*To do*:
**A.** Answer these from the transcript about text-based games:
(i) Around which years does it say an influx of clicker games arrived?
(ii) Which game does it say everyone was playing for a couple of weeks in 2015?
(iii) Which two browser games does it call hugely popular?
**B.** Copy a portion of the transcript about text-based games word for word, starting at "And there's games" and ending at "the dominant conversation.".

Yeah, I think you definitely mentioned the big one, is that it's dead.
So, you know, in the last 10 years section of this, right?
So the 2010s, there are, I think, three or four games that have had more than a million players, right?
So it's not a lot of it is sort of niche and there's a lot of niche aspects of it, but it does intersect the mainstream in a lot of interesting ways.
So I talk about clicker games, right?
So in around 2013, 2014, there was this influx of games like cookie clicker and a dark room and the paper clips game that most of them use mostly text or maybe just some basic graphics.
and they became insanely popular, right?
There was a couple weeks in 2015, I think,
when everyone was playing Universal Paperclips
and trying to get to the end of that game
when they probably should have been working
or whatever at the office.
And there's games like Fall in London.
It's a hugely popular browser game
or Kingdom of Loathing that, you know,
years before that was a hugely popular browser game.
So I think that's definitely a misconception
that these games are irrelevant
or that they don't really affect
the mainstream gaming conversation.
But there are just a lot of examples
of times when these games actually have been, you know,
come into the dominant conversation.
And a lot of people, I think,
especially who are game designers interested in narrative,
will be playing these games as they're getting into that field
or learning how the craft works.
So I think they still do have a lot to say to mainstream games today.
And how have the ways people play these games changed over the years?
I mean, we mentioned teletype machines earlier.
I think what you think of, again,
is like somebody in front of a boxy computer with just, you know, the blinking cursor.
But, you know, inputs have changed, means of playing them have changed.

*Record list*:
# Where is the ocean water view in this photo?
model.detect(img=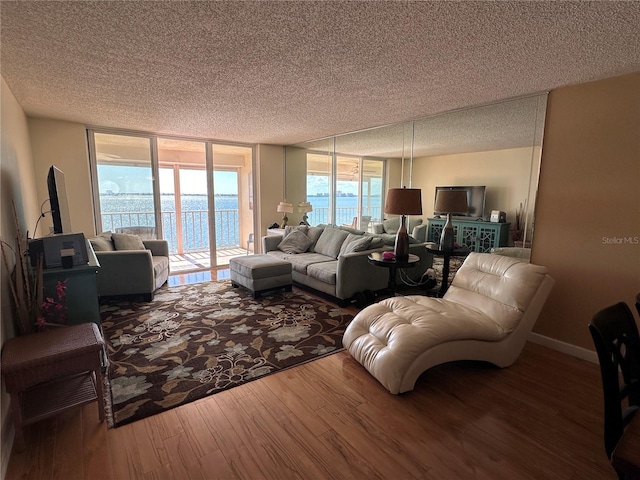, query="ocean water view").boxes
[100,194,381,252]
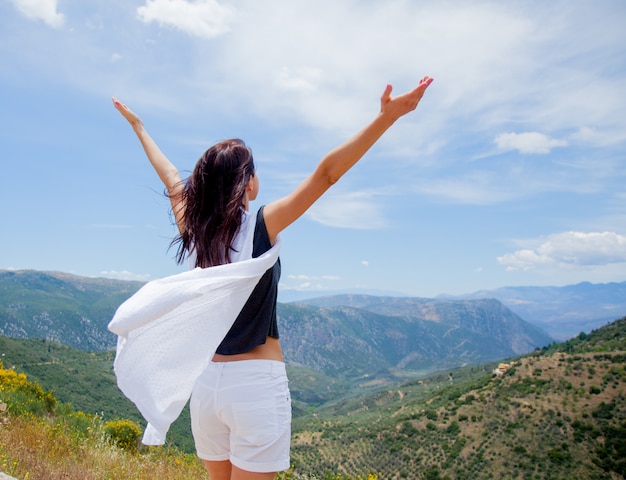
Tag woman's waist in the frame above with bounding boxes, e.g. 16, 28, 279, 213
213, 337, 284, 362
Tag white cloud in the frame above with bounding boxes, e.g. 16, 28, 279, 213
494, 132, 567, 154
11, 0, 65, 28
137, 0, 234, 38
100, 270, 150, 282
498, 232, 626, 270
306, 192, 387, 230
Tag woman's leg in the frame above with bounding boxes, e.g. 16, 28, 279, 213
204, 460, 233, 480
230, 465, 276, 480
204, 460, 276, 480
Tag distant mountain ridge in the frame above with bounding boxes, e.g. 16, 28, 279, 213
0, 271, 553, 378
279, 295, 553, 371
445, 282, 626, 340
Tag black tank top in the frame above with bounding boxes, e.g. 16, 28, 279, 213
216, 207, 280, 355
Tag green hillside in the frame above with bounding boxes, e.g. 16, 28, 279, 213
292, 319, 626, 479
0, 318, 626, 480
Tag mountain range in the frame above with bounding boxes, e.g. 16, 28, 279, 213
0, 271, 553, 378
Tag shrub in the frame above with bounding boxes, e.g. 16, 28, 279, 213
104, 420, 141, 452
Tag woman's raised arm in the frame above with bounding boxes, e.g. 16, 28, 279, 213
113, 97, 185, 231
263, 77, 433, 243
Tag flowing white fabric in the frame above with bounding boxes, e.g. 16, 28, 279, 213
109, 239, 280, 445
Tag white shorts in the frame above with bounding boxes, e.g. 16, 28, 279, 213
190, 360, 291, 473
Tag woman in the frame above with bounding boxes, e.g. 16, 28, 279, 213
113, 77, 432, 480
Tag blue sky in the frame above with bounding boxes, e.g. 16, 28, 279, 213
0, 0, 626, 297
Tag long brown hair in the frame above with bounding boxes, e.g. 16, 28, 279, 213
172, 139, 255, 267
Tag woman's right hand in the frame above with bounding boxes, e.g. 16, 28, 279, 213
112, 97, 143, 128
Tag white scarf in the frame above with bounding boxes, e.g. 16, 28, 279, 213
109, 238, 280, 445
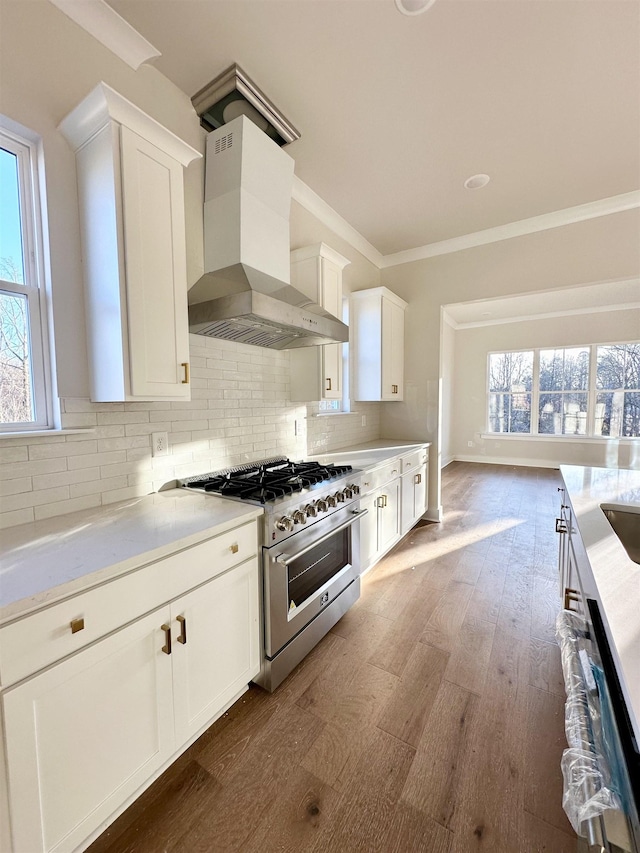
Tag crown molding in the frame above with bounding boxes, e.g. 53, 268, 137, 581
58, 83, 202, 166
382, 190, 640, 268
292, 175, 383, 269
293, 183, 640, 269
50, 0, 161, 71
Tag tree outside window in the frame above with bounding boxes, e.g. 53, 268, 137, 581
595, 343, 640, 438
489, 351, 533, 433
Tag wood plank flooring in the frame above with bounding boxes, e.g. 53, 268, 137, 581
89, 463, 577, 853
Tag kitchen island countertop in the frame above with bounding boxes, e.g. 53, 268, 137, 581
0, 489, 262, 625
560, 465, 640, 742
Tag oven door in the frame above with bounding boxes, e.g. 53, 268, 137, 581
263, 502, 367, 658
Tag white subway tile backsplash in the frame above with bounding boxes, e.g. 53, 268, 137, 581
0, 335, 380, 527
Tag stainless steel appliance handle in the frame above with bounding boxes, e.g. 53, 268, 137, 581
274, 509, 369, 566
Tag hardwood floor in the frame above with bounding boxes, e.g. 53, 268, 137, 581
89, 463, 577, 853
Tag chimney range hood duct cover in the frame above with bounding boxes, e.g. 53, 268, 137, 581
188, 116, 349, 349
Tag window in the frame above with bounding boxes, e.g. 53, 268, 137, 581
538, 347, 590, 435
488, 342, 640, 438
489, 352, 533, 433
0, 129, 50, 432
594, 343, 640, 438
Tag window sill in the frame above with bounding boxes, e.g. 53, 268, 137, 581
480, 432, 640, 444
0, 427, 96, 440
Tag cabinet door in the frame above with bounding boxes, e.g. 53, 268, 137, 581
121, 127, 190, 400
377, 478, 400, 551
360, 494, 378, 572
2, 607, 175, 853
171, 557, 260, 743
321, 344, 342, 400
381, 297, 404, 400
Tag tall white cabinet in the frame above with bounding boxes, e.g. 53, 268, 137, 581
60, 83, 202, 402
349, 287, 407, 401
291, 243, 351, 401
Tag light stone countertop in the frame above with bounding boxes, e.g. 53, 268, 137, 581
310, 438, 431, 468
560, 465, 640, 742
0, 489, 262, 624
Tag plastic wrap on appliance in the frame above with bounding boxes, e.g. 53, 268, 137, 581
556, 610, 621, 835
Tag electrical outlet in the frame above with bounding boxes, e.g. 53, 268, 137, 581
151, 432, 169, 456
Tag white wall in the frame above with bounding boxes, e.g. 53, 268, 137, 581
382, 210, 640, 512
0, 0, 380, 527
450, 309, 640, 467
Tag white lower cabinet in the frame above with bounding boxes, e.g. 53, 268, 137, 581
401, 465, 427, 533
360, 479, 400, 571
2, 607, 175, 853
171, 559, 260, 743
2, 544, 261, 853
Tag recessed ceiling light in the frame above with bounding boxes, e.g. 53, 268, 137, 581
396, 0, 436, 15
464, 175, 491, 190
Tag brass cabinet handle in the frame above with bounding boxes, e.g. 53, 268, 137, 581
556, 518, 567, 533
176, 616, 187, 646
160, 622, 171, 655
564, 587, 581, 613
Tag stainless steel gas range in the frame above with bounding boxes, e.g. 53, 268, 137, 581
180, 457, 367, 692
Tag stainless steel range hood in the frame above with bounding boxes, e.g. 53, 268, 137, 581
188, 116, 349, 349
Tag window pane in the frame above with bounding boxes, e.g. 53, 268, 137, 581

*The responses*:
**A.**
(i) Around 2013 and 2014.
(ii) Universal Paperclips.
(iii) Fall in London and Kingdom of Loathing.

**B.**
And there's games like Fall in London.
It's a hugely popular browser game
or Kingdom of Loathing that, you know,
years before that was a hugely popular browser game.
So I think that's definitely a misconception
that these games are irrelevant
or that they don't really affect
the mainstream gaming conversation.
But there are just a lot of examples
of times when these games actually have been, you know,
come into the dominant conversation.